▶ What this task involves
Give back every record below in full and exactly, but without a single image.

● ● ● ● ● ● ●

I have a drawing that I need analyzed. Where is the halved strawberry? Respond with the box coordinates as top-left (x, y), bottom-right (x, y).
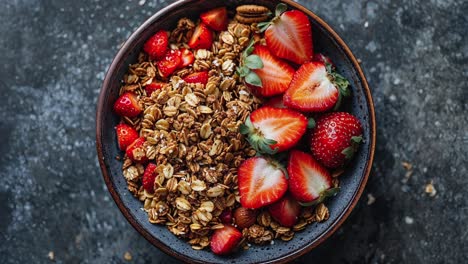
top-left (125, 137), bottom-right (148, 164)
top-left (188, 23), bottom-right (213, 50)
top-left (180, 48), bottom-right (195, 67)
top-left (183, 71), bottom-right (209, 84)
top-left (264, 96), bottom-right (287, 108)
top-left (142, 163), bottom-right (157, 193)
top-left (210, 225), bottom-right (242, 255)
top-left (200, 7), bottom-right (228, 31)
top-left (288, 150), bottom-right (335, 203)
top-left (238, 156), bottom-right (288, 209)
top-left (247, 45), bottom-right (295, 97)
top-left (268, 194), bottom-right (302, 227)
top-left (283, 61), bottom-right (350, 112)
top-left (239, 107), bottom-right (307, 154)
top-left (144, 82), bottom-right (165, 96)
top-left (262, 4), bottom-right (313, 64)
top-left (143, 30), bottom-right (168, 60)
top-left (113, 92), bottom-right (142, 118)
top-left (310, 112), bottom-right (363, 168)
top-left (157, 49), bottom-right (182, 78)
top-left (115, 123), bottom-right (139, 151)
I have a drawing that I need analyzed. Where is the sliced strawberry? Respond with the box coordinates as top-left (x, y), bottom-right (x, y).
top-left (188, 23), bottom-right (213, 50)
top-left (113, 92), bottom-right (142, 118)
top-left (238, 156), bottom-right (288, 209)
top-left (143, 30), bottom-right (168, 60)
top-left (268, 194), bottom-right (302, 227)
top-left (144, 82), bottom-right (165, 96)
top-left (264, 96), bottom-right (287, 108)
top-left (180, 48), bottom-right (195, 67)
top-left (125, 137), bottom-right (148, 163)
top-left (200, 7), bottom-right (228, 31)
top-left (264, 7), bottom-right (313, 64)
top-left (310, 112), bottom-right (363, 168)
top-left (157, 49), bottom-right (182, 78)
top-left (210, 225), bottom-right (242, 255)
top-left (239, 106), bottom-right (307, 154)
top-left (287, 150), bottom-right (333, 203)
top-left (115, 123), bottom-right (139, 151)
top-left (183, 71), bottom-right (209, 84)
top-left (247, 45), bottom-right (295, 97)
top-left (313, 53), bottom-right (335, 69)
top-left (142, 163), bottom-right (157, 193)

● ● ● ● ● ● ●

▶ Written answer
I have a drawing that I need analyzed. Where is the halved strawberry? Respond with the box coordinates as top-left (x, y), bottom-right (x, y).
top-left (125, 137), bottom-right (148, 164)
top-left (188, 23), bottom-right (213, 50)
top-left (180, 48), bottom-right (195, 67)
top-left (183, 71), bottom-right (209, 84)
top-left (264, 96), bottom-right (287, 108)
top-left (142, 163), bottom-right (157, 193)
top-left (210, 225), bottom-right (242, 255)
top-left (200, 7), bottom-right (228, 31)
top-left (288, 150), bottom-right (335, 203)
top-left (238, 156), bottom-right (288, 209)
top-left (247, 45), bottom-right (295, 97)
top-left (268, 194), bottom-right (302, 227)
top-left (283, 61), bottom-right (350, 112)
top-left (239, 107), bottom-right (307, 154)
top-left (144, 82), bottom-right (165, 96)
top-left (262, 4), bottom-right (313, 64)
top-left (143, 30), bottom-right (168, 60)
top-left (113, 92), bottom-right (142, 118)
top-left (310, 112), bottom-right (363, 168)
top-left (157, 49), bottom-right (182, 78)
top-left (115, 123), bottom-right (139, 151)
I have a drawing that I need analyzed. Where is the sliced strawberry? Respond with the box coordinates as top-left (x, y), bottom-right (x, y).
top-left (188, 23), bottom-right (213, 50)
top-left (113, 92), bottom-right (142, 118)
top-left (238, 156), bottom-right (288, 209)
top-left (143, 30), bottom-right (168, 60)
top-left (268, 194), bottom-right (302, 227)
top-left (144, 82), bottom-right (165, 96)
top-left (264, 96), bottom-right (287, 108)
top-left (180, 48), bottom-right (195, 67)
top-left (125, 137), bottom-right (148, 163)
top-left (200, 7), bottom-right (228, 31)
top-left (264, 7), bottom-right (313, 64)
top-left (310, 112), bottom-right (363, 168)
top-left (157, 49), bottom-right (182, 78)
top-left (210, 225), bottom-right (242, 255)
top-left (239, 106), bottom-right (307, 154)
top-left (287, 150), bottom-right (333, 203)
top-left (115, 123), bottom-right (139, 151)
top-left (183, 71), bottom-right (209, 84)
top-left (247, 45), bottom-right (295, 97)
top-left (313, 53), bottom-right (335, 69)
top-left (142, 163), bottom-right (157, 193)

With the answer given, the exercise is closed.